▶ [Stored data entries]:

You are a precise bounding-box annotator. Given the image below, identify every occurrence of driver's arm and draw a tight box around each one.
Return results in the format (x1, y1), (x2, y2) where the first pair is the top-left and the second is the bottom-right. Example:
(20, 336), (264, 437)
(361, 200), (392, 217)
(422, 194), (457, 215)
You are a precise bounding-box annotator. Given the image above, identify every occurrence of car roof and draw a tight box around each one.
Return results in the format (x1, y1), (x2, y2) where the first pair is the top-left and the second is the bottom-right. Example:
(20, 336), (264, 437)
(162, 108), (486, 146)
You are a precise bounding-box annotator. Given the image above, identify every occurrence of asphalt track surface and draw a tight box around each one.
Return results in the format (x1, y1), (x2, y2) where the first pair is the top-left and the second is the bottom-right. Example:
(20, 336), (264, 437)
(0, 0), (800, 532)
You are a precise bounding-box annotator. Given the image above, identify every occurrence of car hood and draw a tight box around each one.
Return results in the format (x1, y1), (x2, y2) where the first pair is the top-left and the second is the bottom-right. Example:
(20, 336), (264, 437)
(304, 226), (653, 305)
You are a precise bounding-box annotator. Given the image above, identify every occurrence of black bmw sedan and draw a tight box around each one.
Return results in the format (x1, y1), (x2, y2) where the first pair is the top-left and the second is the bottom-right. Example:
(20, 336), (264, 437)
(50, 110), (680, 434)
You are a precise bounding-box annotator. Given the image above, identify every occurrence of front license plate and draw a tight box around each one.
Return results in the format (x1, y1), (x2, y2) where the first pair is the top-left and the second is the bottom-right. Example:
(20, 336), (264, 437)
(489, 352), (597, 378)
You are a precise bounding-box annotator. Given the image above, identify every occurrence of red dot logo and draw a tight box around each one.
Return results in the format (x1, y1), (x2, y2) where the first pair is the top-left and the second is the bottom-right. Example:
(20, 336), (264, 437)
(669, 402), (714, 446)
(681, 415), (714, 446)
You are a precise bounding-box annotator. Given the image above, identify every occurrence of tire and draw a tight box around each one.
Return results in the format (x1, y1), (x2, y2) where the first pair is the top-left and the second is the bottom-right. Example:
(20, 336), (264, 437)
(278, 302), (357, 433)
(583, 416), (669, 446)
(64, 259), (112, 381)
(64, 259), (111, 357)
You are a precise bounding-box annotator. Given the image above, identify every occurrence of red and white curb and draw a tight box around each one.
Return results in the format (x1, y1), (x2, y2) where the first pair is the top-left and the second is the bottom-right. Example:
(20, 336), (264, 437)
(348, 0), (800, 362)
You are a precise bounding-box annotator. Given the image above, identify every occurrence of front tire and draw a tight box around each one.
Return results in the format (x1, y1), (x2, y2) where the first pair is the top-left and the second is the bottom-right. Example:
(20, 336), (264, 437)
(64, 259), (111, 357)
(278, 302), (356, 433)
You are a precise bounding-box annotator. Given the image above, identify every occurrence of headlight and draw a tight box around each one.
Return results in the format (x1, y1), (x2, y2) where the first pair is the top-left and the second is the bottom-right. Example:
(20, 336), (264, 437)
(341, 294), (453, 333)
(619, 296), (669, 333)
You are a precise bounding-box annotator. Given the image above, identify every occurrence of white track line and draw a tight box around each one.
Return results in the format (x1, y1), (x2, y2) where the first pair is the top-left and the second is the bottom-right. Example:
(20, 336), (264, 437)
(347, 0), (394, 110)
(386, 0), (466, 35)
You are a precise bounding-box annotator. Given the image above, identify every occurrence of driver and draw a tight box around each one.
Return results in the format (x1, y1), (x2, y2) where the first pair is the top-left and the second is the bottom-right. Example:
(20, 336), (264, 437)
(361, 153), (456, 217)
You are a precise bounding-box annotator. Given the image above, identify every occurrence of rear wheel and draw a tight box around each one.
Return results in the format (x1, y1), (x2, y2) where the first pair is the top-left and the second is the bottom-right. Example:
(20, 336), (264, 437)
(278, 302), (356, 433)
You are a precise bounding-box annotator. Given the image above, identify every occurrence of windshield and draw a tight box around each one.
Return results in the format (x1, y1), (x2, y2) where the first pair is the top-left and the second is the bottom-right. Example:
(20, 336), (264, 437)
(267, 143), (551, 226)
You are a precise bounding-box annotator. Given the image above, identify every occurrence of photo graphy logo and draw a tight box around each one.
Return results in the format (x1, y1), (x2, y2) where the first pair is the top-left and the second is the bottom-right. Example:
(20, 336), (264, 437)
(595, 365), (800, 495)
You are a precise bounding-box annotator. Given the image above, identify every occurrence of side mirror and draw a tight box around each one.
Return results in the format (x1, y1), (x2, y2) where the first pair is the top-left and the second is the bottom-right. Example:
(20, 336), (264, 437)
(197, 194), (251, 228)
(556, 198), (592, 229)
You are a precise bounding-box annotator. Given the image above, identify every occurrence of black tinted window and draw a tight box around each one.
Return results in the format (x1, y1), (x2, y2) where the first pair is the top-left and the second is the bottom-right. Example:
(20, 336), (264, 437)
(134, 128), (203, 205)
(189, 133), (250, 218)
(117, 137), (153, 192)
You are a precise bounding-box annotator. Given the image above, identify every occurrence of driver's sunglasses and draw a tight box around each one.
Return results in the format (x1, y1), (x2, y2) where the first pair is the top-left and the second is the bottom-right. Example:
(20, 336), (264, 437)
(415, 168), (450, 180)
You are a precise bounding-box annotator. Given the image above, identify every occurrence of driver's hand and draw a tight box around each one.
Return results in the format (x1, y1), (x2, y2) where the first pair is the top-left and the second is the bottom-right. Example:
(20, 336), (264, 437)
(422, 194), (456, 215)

▶ [SET TASK]:
Can you recast the lines above as a numbered list, leaving out any blank ones?

▶ [TASK RESULT]:
1. You are a precise bounding-box annotator. Given the image below, identify every occurrence of driver's arm and draw a tight box around each one.
2. Return results in the format (x1, y1), (x2, y2) where the first pair is the top-left and the second is the bottom-right. Example:
3. (20, 336), (264, 437)
4. (361, 200), (392, 217)
5. (422, 194), (457, 215)
6. You are a precise bounding-box annotator. Given the image above, identify every occurrence of car roof and draw a tight box around each one.
7. Return results in the format (x1, y1), (x2, y2) where the first pair is the top-left and the second is the bottom-right. Example:
8. (20, 336), (264, 437)
9. (162, 108), (486, 146)
10. You are a precise bounding-box annotator. Given the image above, identify every occurrence of asphalt track surface and draw a tight box around each one.
11. Return results in the format (x1, y1), (x2, y2) where the first pair is the top-left and the second is the bottom-right. Example:
12. (20, 336), (264, 437)
13. (0, 0), (800, 532)
14. You are a precise bounding-box annotator. Given the image above, identify every occurrence of car hood and draw a tight box around each one.
15. Return results in the format (x1, y1), (x2, y2) where the first pair is the top-left and the second is the bottom-right. Example:
16. (20, 336), (264, 437)
17. (304, 226), (653, 305)
18. You are a precise bounding-box annotator. Given the image above, identify every occurrence of black bmw sedan and draw a tight box around each one.
19. Return results in the format (x1, y1), (x2, y2) where the first pair is the top-left and the second is the bottom-right. Example:
20. (20, 336), (264, 437)
21. (50, 110), (680, 434)
22. You are a precise bounding-box annotator. Given the image above, identify every occurrence of front license plate and draw a tight box around each one.
23. Return results in the format (x1, y1), (x2, y2) where the first pair is the top-left and the second is the bottom-right. Example:
24. (20, 336), (264, 437)
25. (489, 352), (597, 378)
26. You are a precise bounding-box annotator. Given the image above, identify every occurrence of red dot logo and draw a tight box around each one.
27. Return results in the format (x1, y1), (x2, y2) where the first pair is the top-left and the second is the bottom-right. Example:
28. (20, 336), (264, 437)
29. (669, 402), (714, 446)
30. (681, 415), (714, 446)
31. You are a precise bounding-box annotator. Given the image above, identify every occurrence of tire and draw a tight box around each one.
32. Return results in the format (x1, y1), (x2, y2) where the first pair is the top-left and the second is the bottom-right. Example:
33. (20, 336), (264, 437)
34. (278, 302), (357, 433)
35. (583, 416), (669, 446)
36. (64, 259), (112, 381)
37. (64, 259), (111, 357)
38. You are a precise bounding-box annotator. Given the image above, identify every occurrence of red and white curb and draw a tight box around each one.
39. Return results in the format (x1, y1), (x2, y2) where the first pair is the top-left and the second is the bottom-right. Example:
40. (20, 336), (264, 437)
41. (348, 0), (800, 362)
42. You are a precise bounding-box annotator. Given the image above, identify every occurrence of front tire and draw a tight box around each one.
43. Return results in the format (x1, y1), (x2, y2) where the first pair is the top-left and the second is the bottom-right. Example:
44. (20, 336), (264, 437)
45. (64, 259), (111, 357)
46. (278, 302), (356, 433)
47. You are a precise bounding-box annotator. Given the image above, identify every occurrence of headlight and draw a tight box around each one.
48. Return results in the format (x1, y1), (x2, y2) where the first pair is the top-left and the second is the bottom-right. Example:
49. (20, 336), (264, 437)
50. (341, 294), (453, 333)
51. (619, 296), (669, 333)
52. You are a precise bounding-box annotator. Given the image above, identify every occurrence of white track line and draw a tight box around each one.
53. Return results in the format (x1, y1), (x2, y2) where the first pair is the top-left and the second is the bottom-right. Example:
54. (20, 336), (264, 437)
55. (347, 0), (394, 110)
56. (386, 0), (466, 35)
57. You are a precise bounding-box annotator. Given the image above, identify every occurrence of driver and draw a tight box around each one.
58. Return results in the format (x1, y1), (x2, y2) where the first pair is the top-left and the second is the bottom-right. Example:
59. (20, 336), (264, 437)
60. (361, 153), (456, 217)
61. You are a precise bounding-box annotator. Given the image above, identify every occurrence of rear wheel and draw a tight box around each one.
62. Return results in the format (x1, y1), (x2, y2) where the first pair is the top-left and the second is the bottom-right. Example:
63. (20, 336), (264, 437)
64. (278, 302), (356, 433)
65. You are a precise bounding-box annotator. Given the image above, identify every occurrence of windshield and draw a tight box around each one.
66. Return results in the format (x1, y1), (x2, y2) where the first pair is the top-left and the second is the bottom-right. Example:
67. (20, 336), (264, 437)
68. (267, 143), (551, 226)
69. You are a precise bounding-box annotator. Given the image above, identify every occurrence of photo graphy logo and draw a tight box around each one.
70. Return results in the format (x1, y1), (x2, y2) where the first pair is the top-left and the second is the bottom-right. Example:
71. (20, 336), (264, 437)
72. (595, 365), (800, 495)
73. You are a precise bounding-box annotator. Given the image above, identify every occurrence of side mirror and draw a tight box around each one.
74. Return results in the format (x1, y1), (x2, y2) where the first pair is the top-left and the second is the bottom-right. Example:
75. (20, 336), (264, 437)
76. (197, 194), (251, 228)
77. (556, 198), (592, 229)
78. You are a precise bounding-box annotator. Given the image above, identify every occurrence of black tinted window and draw a tight box around each one.
79. Return results in the format (x1, y1), (x2, y2) where the first pair is the top-left and the second is the bottom-right. Example:
80. (20, 336), (264, 437)
81. (134, 128), (203, 205)
82. (189, 133), (250, 218)
83. (117, 137), (153, 192)
84. You are a precise bounding-box annotator. Given the image above, identify every occurrence of driver's sunglasses and draw a tight box around each one.
85. Return results in the format (x1, y1), (x2, y2) where the first pair is the top-left and the second is the bottom-right. Example:
86. (20, 336), (264, 437)
87. (415, 168), (450, 180)
88. You are a precise bounding-box annotator. Given the image above, identify every occurrence of driver's hand and draw a tight box around each one.
89. Return results in the format (x1, y1), (x2, y2) where the first pair is the top-left and the second is the bottom-right. Example:
90. (20, 336), (264, 437)
91. (422, 194), (456, 215)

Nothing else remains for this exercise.